## Document
*****

Monday, May 25, 2009

Fun times in a liberal left household: Living in 1984

I found this childhood story about a liberal left household particularly amusing.

Here are a few excerpts...

How I became an accidental conservative:
In an excerpt from his new book, SPIEGEL editor Jan Fleischhauer describes his childhood in a typical West German liberal family, with parents who wouldn't let him eat oranges because they were grown in countries ruled by dictators, and his coming out as a late conservative.

I had a very sheltered childhood; it's just that I was sheltered by liberals. I saw my first Disney film together with my own children. When McDonald's opened a restaurant in our neighborhood, my father gave me a serious talk about the corruptive influence of American fast-food culture. The enjoyment of my first burger was an act of adolescent rebellion, and to this day, I still feel slightly guilty on my occasional visits to McDonald's.

I am part of a generation in Germany that knows no other reality than the dominance of the left. Everyone was a liberal where I grew up. My parents' friends -- and their friends, of course -- all voted for the left-leaning Social Democratic Party (SPD), and later for the Green Party.

There is nothing wrong with growing up in a household in which the national origins of fast food are turned into a political issue, one that sheds light on correct awareness. From an early age, one is trained to be on the lookout for moral snares. In our family, as in all good leftist families, seemingly ordinary, everyday decisions were imbued with a momentousness difficult to comprehend for anyone but the politically initiated. Every item purchased at the supermarket was subjected to an assessment of not only its freshness and flavor, but also its moral quality. Organic oatmeal was clearly superior to industrial muesli, even if it tasted like bran, because we were always suspicious of major brands and supported small cooperatives.

Naturally, my mother was fundamentally opposed to buying Pepsi (because of its associations with the United States, big industry and Republicans) or Coca-Cola (USA, big industry, Democrats), except for children's birthday parties or when we were sick and nauseous. Then we were given small amounts of the ice-cold beverage, which is why I still associate Coca-Cola with sickness today. When the papers reported that children in Africa had died after consuming Nestlé powdered milk, Nesquik immediately disappeared from the breakfast table. When a friend told me that Smarties candies were also made by Nestlé, I prayed ardently that my mother would never find out.

I ate almost no oranges until I was 13, an experience I share with British journalist Nick Cohen, as I recently discovered to my surprise. It appears that all children of liberals throughout the West experienced certain deprivations.

*****

## Record list
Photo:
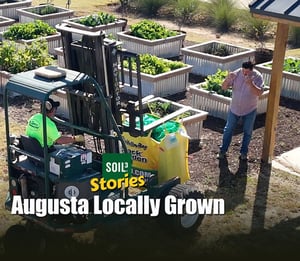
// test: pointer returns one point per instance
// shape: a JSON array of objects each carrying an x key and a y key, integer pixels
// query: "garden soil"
[{"x": 262, "y": 204}]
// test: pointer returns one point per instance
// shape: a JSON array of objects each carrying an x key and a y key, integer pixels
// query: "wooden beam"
[
  {"x": 276, "y": 19},
  {"x": 274, "y": 94}
]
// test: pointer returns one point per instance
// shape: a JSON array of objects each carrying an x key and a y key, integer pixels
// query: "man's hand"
[{"x": 79, "y": 138}]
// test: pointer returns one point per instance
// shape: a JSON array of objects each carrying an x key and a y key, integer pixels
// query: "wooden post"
[{"x": 274, "y": 94}]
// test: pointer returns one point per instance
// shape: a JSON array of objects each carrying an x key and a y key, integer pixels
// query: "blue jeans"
[{"x": 248, "y": 124}]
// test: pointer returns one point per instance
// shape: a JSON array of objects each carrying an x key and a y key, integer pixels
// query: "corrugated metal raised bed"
[
  {"x": 110, "y": 28},
  {"x": 31, "y": 14},
  {"x": 165, "y": 48},
  {"x": 218, "y": 105},
  {"x": 193, "y": 122},
  {"x": 163, "y": 84},
  {"x": 290, "y": 81},
  {"x": 52, "y": 40},
  {"x": 205, "y": 63},
  {"x": 10, "y": 9},
  {"x": 5, "y": 22}
]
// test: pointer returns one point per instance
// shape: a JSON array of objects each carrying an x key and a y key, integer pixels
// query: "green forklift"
[{"x": 94, "y": 111}]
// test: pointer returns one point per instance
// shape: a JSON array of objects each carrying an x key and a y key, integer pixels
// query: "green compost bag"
[{"x": 162, "y": 152}]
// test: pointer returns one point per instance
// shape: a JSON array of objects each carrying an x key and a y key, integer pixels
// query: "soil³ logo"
[{"x": 116, "y": 166}]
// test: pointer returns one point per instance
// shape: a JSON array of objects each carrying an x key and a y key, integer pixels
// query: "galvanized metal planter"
[
  {"x": 5, "y": 22},
  {"x": 193, "y": 123},
  {"x": 163, "y": 85},
  {"x": 206, "y": 64},
  {"x": 52, "y": 40},
  {"x": 110, "y": 29},
  {"x": 165, "y": 48},
  {"x": 27, "y": 15},
  {"x": 290, "y": 81},
  {"x": 218, "y": 105},
  {"x": 10, "y": 9}
]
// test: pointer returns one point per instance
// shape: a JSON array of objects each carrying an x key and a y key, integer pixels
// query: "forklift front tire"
[{"x": 183, "y": 223}]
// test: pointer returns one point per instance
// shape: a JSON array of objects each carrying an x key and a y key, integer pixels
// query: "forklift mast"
[{"x": 97, "y": 56}]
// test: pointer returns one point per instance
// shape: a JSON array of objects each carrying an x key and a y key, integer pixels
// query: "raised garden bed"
[
  {"x": 93, "y": 23},
  {"x": 206, "y": 58},
  {"x": 50, "y": 14},
  {"x": 166, "y": 47},
  {"x": 9, "y": 9},
  {"x": 5, "y": 22},
  {"x": 15, "y": 59},
  {"x": 23, "y": 33},
  {"x": 218, "y": 105},
  {"x": 290, "y": 80},
  {"x": 159, "y": 77},
  {"x": 192, "y": 119}
]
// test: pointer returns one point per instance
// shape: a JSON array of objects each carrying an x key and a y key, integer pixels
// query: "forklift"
[{"x": 90, "y": 85}]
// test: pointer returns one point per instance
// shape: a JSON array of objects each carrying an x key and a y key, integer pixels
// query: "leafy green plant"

*****

## Exercise instructions
Extend the account of growing up in a left-liberal West German household, picking up right after its final sentence.

## Output of the task
Oranges were such a rare commodity for us because -- for a period that unfortunately coincided with our childhood -- the world's citrus fruit-producing countries had fallen into the hands of Latin American strongmen or otherwise questionable autocratic rulers. We couldn't buy Spanish oranges as long as General Francisco Franco was in power, because every purchase would have signified indirect support for his dictatorship. South Africa was out of the question, because of its apartheid regime, and Jaffa oranges from Israel seemed politically incorrect for as long as the Palestinians had to suffer. We still had oranges from Florida at first, but that ended when Richard Nixon was elected president. Franco's death in November 1975, at 82, was the only reason my brother and I did not succumb to scurvy.

To my chagrin, my mother had also developed a strong aversion to comics. They were trash, she concluded, and there would be no trash in our house. There was one exception: "Asterix." I owned every issue, from "Asterix the Gaul" to "Asterix in Corsica." Anything that came from France was considered culturally valuable and thus exempt from the taint of trashiness. There were also fine distinctions when it came to television. Hollywood was considered the worst of trash, unless the films were old and in black-and-white, or directed by German emigres like Billy Wilder or Ernst Lubitsch, in which case they were cultural artifacts and suitable for children. How my father managed to convince my mother that the Western series "Bonanza" was suitable family fare for Sunday viewing is still a mystery to me.

Read the rest here:

http://www.spiegel.de/international/germany/0,1518,626346,00.html


1 comment:

Jeremy N said...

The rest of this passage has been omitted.